PASSAGE PROVIDED:

• • •

# Car accident- whose fault?



## idonno-1 (20 Feb 2007)

Yesterday I was hit by another car. I was parked in a car park I reversed fully out but was still facing forward when a car travelling at speed hit me and damaged the rear passenger wheel and surrounding area. She apologised and said she didn't see me. I contacted my insurance company and they said I am at fault but I don't agree. 

There was very little damage done to the other car, except the number plate fell off and a few scratches. I have a full no claims bonus, not protected. What effect will a claim have on my insurance? Should I try to offer to pay for her damage outside an insurance claim?


----------



## Ravima (20 Feb 2007)

*Re: Car Accident- Who's Fault?*

most pragmatic thing woudl be for each to bear own losses. if she wil not put in a claim against you, you don't put one in against her.

in all accidents, drivers can be naturally biased in their own favour and will always try to justify their own actions.

you say 'she apologised and said she did not see you' did she accept responsibilty?


----------



## idonno-1 (20 Feb 2007)

*Re: Car Accident- Who's Fault?*

No, neither of us admitted responsibility but she did apologise so I assumed she knew she was in the wrong. My car is a lot worse and I assumed I would be claiming against her.  But I was informed that legally it is my fault and she is claiming against me but there is very little damage to her car. I don't accept that it is my fault but I don't get a say.


----------



## niceoneted (20 Feb 2007)

*Re: Car Accident- Who's Fault?*

I have often wondered why people don't reverse in to parking places. You get the car straighter in the space and you have full view for driving out. I did an advanced driving course and this is what they taught us.


----------



## monkeyboy (20 Feb 2007)

*Re: Car Accident- Who's Fault?*

The person reversing is in the wrong. 

the person on the road is in control of the road, when you are in control of the road you have the easier ability and opportunity to reverse park in to the space thus ensuring a safer exit later.

• • •

DATA IN THIS EXERCISE:
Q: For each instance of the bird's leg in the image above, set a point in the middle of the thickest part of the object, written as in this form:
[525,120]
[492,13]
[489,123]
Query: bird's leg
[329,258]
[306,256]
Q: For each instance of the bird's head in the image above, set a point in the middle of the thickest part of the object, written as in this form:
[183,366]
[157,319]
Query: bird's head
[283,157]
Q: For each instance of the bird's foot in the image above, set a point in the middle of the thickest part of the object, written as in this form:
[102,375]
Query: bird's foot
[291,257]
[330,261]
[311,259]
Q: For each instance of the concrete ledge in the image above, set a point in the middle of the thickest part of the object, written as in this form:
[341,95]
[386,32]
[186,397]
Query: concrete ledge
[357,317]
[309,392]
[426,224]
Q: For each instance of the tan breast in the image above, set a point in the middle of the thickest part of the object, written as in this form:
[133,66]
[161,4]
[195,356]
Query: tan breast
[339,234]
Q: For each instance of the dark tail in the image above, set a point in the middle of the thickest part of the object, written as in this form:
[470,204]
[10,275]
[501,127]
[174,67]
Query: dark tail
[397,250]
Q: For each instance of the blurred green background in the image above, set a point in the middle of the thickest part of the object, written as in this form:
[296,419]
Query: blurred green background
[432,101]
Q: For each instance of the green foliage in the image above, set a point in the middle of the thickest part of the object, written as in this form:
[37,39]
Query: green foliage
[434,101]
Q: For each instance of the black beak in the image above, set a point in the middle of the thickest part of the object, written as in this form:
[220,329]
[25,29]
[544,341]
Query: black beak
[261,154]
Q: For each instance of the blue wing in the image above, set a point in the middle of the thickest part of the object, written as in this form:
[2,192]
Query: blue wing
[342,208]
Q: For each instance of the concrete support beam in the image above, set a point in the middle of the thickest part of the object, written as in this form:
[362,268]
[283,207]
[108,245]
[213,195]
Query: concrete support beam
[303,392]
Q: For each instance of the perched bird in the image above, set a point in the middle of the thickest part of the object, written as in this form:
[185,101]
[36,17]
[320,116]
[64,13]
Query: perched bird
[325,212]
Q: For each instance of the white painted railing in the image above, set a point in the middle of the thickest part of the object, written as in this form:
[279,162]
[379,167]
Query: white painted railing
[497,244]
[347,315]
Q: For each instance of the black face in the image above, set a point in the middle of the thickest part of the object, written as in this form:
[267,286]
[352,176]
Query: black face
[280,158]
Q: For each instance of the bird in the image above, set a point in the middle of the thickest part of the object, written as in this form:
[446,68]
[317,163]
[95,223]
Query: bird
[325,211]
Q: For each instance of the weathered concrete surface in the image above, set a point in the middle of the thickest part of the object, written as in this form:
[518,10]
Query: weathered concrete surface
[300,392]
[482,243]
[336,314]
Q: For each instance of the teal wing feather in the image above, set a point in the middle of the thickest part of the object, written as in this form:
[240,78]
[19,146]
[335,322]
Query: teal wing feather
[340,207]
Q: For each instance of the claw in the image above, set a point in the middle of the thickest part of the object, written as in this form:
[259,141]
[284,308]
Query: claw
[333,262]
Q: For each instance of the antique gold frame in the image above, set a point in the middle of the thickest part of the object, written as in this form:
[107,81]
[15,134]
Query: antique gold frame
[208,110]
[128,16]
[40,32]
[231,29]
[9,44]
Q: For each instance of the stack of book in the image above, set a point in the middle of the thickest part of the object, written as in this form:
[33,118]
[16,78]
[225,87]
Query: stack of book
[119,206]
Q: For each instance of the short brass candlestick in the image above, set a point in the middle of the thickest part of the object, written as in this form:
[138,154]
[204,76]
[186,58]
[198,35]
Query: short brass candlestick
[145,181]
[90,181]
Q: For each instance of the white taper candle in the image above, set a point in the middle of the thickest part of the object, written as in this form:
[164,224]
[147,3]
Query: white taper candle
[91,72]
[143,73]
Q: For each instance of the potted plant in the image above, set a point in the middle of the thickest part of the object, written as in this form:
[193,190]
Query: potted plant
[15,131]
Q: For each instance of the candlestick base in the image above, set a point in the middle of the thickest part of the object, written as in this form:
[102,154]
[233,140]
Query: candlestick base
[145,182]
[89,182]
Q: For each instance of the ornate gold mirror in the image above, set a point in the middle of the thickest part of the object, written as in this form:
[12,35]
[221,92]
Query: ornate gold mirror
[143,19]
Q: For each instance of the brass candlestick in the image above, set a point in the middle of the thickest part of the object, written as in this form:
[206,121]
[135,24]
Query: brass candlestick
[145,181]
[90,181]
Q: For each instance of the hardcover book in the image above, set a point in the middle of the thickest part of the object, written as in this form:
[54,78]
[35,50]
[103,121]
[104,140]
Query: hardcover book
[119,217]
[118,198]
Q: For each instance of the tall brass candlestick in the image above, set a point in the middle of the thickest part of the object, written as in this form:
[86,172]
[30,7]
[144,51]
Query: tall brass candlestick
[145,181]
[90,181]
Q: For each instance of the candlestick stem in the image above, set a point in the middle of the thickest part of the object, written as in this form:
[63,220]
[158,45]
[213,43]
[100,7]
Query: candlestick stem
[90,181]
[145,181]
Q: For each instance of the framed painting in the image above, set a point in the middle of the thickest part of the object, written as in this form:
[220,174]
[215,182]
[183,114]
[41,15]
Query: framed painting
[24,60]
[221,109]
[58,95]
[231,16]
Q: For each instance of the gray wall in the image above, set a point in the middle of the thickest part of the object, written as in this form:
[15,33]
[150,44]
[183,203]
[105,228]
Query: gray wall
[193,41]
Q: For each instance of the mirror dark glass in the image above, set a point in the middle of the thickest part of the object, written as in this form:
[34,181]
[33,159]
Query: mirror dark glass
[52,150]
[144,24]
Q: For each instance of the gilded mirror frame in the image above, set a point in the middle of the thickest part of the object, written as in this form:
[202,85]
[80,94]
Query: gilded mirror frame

• • •

WHAT THIS EXERCISE ASKS:
[A] Transcribe the passage of the car accident thread from "I have often" up to and including "they taught us.".
[B] Rewrite the listing from the line containing "Q: For each instance of the framed" through the end of the listing, changing "gray wall" to "plaster wall" and leaving everything else untouched. Give only those lines.

SOLUTIONS BY TASK:
[A]
I have often wondered why people don't reverse in to parking places. You get the car straighter in the space and you have full view for driving out. I did an advanced driving course and this is what they taught us.

[B]
Q: For each instance of the framed painting in the image above, set a point in the middle of the thickest part of the object, written as in this form:
[220,174]
[215,182]
[183,114]
[41,15]
Query: framed painting
[24,60]
[221,109]
[58,95]
[231,16]
Q: For each instance of the plaster wall in the image above, set a point in the middle of the thickest part of the object, written as in this form:
[15,33]
[150,44]
[183,203]
[105,228]
Query: plaster wall
[193,41]
Q: For each instance of the mirror dark glass in the image above, set a point in the middle of the thickest part of the object, written as in this form:
[34,181]
[33,159]
Query: mirror dark glass
[52,150]
[144,24]
Q: For each instance of the gilded mirror frame in the image above, set a point in the middle of the thickest part of the object, written as in this form:
[202,85]
[80,94]
Query: gilded mirror frame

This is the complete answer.